___ Extracted data ___
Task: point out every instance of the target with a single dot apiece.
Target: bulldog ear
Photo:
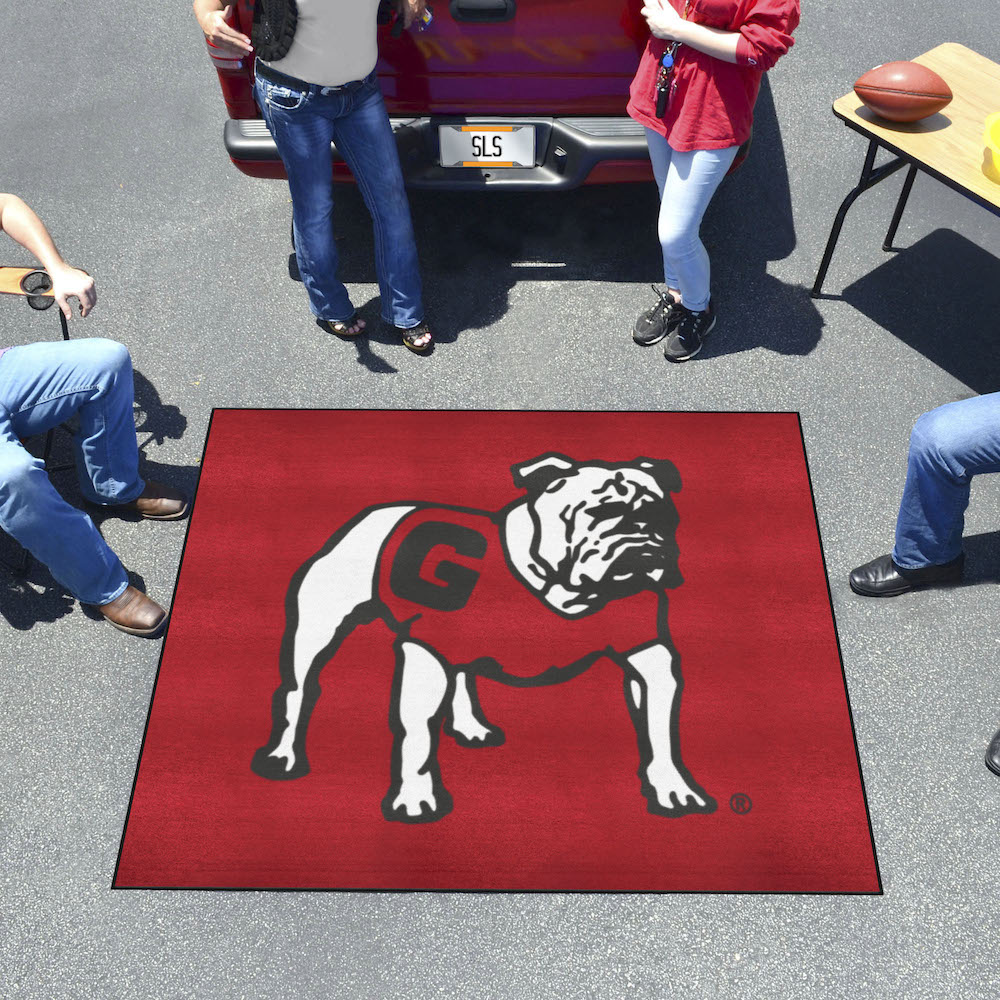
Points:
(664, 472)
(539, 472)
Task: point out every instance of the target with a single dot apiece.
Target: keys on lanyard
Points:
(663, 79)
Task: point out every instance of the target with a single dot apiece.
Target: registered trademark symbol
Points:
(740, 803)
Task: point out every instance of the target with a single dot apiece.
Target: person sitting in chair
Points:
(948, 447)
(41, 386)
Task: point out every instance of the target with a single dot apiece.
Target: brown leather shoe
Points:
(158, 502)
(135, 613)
___
___ Extracted data ___
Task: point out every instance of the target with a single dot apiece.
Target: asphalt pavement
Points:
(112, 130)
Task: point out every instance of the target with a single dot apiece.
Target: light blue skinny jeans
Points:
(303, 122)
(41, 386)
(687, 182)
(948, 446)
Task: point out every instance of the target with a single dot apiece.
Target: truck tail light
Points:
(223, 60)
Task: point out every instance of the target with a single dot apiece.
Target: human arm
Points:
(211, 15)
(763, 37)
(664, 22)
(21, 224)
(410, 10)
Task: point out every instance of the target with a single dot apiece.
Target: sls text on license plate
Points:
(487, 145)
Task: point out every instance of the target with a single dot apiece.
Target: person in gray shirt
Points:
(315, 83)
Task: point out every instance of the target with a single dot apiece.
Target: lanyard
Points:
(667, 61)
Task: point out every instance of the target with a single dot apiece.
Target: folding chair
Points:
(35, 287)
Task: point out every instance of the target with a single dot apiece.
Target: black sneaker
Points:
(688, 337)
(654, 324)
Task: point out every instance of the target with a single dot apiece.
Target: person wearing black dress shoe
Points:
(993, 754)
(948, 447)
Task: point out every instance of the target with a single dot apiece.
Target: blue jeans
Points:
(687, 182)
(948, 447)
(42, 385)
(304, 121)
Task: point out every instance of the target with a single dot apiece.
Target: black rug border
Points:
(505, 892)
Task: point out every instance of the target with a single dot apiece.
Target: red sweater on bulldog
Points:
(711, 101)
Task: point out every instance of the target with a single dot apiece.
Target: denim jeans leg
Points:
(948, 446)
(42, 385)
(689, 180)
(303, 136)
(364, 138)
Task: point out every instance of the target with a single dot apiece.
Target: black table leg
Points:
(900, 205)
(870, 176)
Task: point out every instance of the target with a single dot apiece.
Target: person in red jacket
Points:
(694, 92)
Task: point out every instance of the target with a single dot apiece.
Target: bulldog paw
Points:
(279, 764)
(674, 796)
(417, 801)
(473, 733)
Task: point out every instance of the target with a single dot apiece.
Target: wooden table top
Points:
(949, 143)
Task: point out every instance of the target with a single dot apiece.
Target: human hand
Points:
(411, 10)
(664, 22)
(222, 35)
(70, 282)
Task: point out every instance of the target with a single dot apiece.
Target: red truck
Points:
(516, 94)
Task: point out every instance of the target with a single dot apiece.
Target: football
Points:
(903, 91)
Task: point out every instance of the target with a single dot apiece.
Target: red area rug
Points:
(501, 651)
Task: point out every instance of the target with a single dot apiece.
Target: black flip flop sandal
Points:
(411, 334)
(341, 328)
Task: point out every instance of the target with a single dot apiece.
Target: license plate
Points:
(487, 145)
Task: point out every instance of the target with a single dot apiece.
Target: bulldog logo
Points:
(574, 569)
___
___ Extracted data ___
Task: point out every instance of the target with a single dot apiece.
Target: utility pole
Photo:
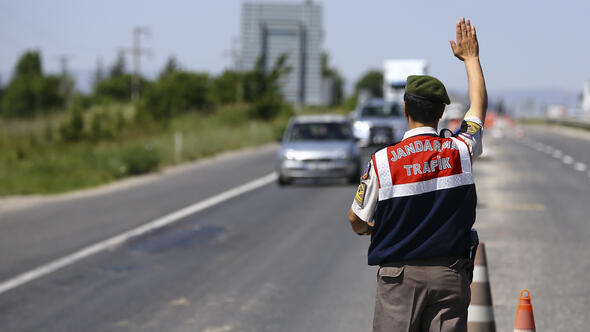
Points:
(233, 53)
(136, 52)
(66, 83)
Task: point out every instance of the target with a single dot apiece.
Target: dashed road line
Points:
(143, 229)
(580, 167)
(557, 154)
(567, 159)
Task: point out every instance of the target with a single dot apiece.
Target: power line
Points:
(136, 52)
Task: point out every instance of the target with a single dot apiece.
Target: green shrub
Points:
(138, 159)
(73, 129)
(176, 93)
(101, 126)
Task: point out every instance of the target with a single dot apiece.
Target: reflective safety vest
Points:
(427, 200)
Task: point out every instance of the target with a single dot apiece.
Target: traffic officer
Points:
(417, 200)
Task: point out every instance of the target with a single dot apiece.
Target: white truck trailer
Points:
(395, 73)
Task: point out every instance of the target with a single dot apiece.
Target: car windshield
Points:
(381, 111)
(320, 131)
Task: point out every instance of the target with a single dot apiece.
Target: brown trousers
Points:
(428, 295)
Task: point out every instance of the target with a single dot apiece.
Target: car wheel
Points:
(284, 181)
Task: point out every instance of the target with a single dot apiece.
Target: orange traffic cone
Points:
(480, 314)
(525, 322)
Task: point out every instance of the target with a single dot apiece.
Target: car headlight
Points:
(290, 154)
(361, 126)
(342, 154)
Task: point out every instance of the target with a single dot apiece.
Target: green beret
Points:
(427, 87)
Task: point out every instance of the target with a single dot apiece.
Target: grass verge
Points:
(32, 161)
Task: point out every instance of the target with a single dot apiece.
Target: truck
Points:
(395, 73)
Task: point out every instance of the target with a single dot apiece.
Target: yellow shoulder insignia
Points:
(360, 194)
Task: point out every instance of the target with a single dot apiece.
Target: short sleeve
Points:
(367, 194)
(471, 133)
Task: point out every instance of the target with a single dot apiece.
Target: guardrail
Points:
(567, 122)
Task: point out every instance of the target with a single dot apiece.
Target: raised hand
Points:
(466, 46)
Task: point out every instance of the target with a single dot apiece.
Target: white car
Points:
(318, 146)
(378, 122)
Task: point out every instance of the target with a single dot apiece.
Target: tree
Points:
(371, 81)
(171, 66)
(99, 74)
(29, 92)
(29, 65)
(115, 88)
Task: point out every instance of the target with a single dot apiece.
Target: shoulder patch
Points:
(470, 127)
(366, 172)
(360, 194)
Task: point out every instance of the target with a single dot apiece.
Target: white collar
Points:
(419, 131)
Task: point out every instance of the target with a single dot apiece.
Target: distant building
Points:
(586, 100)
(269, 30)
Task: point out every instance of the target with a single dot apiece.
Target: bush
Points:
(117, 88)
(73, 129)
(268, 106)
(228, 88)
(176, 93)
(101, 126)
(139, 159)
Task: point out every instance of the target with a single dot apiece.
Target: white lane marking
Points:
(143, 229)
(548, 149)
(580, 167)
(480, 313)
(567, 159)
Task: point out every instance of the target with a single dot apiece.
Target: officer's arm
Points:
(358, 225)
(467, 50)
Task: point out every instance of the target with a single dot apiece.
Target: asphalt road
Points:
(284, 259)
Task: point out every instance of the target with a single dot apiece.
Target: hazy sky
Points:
___
Your instructions: Look for the string "shoe" in the listing above and copy every line holding it.

Exercise answer:
Target: brown leather shoe
Target: person wearing black dress shoe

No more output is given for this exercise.